#### Data supplied
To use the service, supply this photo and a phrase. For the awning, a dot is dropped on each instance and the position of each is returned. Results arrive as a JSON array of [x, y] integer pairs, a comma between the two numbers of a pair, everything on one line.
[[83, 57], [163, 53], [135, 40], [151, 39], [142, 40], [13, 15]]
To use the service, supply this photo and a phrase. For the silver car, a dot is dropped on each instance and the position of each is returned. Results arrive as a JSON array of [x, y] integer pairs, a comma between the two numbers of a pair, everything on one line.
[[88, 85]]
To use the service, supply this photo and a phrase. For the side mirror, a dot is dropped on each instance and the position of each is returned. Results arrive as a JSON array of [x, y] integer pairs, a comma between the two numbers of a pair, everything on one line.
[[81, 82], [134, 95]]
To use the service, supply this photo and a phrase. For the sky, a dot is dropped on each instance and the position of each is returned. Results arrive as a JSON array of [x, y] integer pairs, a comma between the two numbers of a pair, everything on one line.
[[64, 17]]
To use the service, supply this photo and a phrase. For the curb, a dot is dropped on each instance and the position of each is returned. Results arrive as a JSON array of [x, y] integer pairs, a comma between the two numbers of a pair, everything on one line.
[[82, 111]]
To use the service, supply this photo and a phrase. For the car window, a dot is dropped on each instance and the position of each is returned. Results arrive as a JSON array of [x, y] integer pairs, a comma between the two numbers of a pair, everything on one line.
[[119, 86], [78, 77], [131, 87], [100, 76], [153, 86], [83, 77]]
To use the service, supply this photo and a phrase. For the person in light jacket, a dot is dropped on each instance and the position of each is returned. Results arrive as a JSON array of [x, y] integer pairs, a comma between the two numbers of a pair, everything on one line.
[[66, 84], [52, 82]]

#### Work to be completed
Could you write out the data again from the line holding "For the person" through the end, inclusive, with the request lines unchanged, every answer coordinate multiplied by 1.75, and each result rounded to a whole number with halves rounded up? Give only those lines.

#### Written response
To use the service, supply this photo and a phrase. For the person in light jacket, a dot is dropped on each instance and the position of each is returned. Results arrive as a JSON array of [x, y] integer pairs, a comma between the two numbers of a pair, everything on one line.
[[116, 147], [91, 144]]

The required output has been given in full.